- Stated exercise -
Show each line of the material below that contains the word "photo".

- Records supplied -
╭──
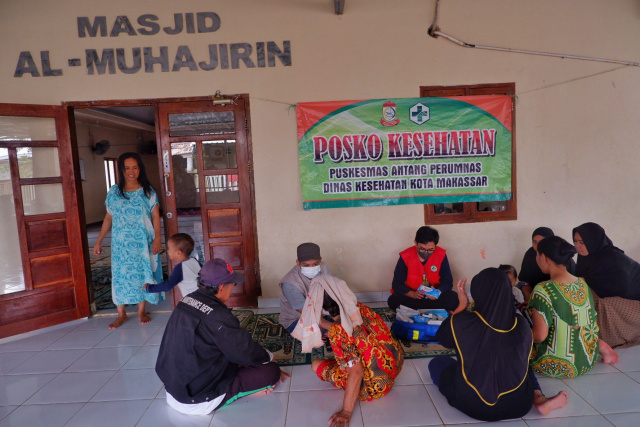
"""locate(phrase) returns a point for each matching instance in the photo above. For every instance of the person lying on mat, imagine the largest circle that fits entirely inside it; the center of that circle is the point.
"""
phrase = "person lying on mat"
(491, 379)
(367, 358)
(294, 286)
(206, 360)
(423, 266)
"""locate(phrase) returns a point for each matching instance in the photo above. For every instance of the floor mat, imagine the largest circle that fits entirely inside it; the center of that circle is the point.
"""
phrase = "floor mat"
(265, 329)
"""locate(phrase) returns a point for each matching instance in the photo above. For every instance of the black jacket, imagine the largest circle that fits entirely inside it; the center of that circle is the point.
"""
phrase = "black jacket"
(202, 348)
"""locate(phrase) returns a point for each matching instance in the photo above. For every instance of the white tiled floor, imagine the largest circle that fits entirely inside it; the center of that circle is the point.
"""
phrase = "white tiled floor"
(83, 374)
╰──
╭──
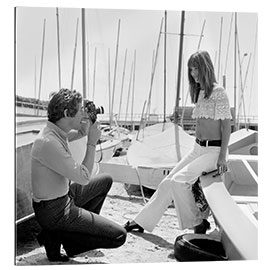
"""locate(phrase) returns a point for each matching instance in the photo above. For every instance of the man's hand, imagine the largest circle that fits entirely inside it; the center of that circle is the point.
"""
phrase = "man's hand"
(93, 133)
╰──
- Written solution -
"""locate(phrase) returns a point for each matching instance in the photo above. For every instance of the person lying on mat, imagine the largest circle that fits entirely inside it; the center of that circle is the point.
"""locate(phrase) returns a point for each matching instance in the photo above. For every instance of the floor mat, imagine the largest circle that fits entirely inside it; the center of that circle is the point.
"""locate(phrase) returns a point for each matching instance in the photo above. For every instance of the black jacket, imagine the largest circle that fits entirely inside it; the center of that circle is the point.
"""locate(phrase) returns a point for each matching instance in the photo above. For every instance of the white tiled floor, imagine the largest circle that fits entirely inside it; the center of that circle is the point.
"""locate(phrase) returns a point for each matching instance in the photo above. For every instance of the man's hand, imagine the largest circle that fits entirely inside it; the center of that circle is the point.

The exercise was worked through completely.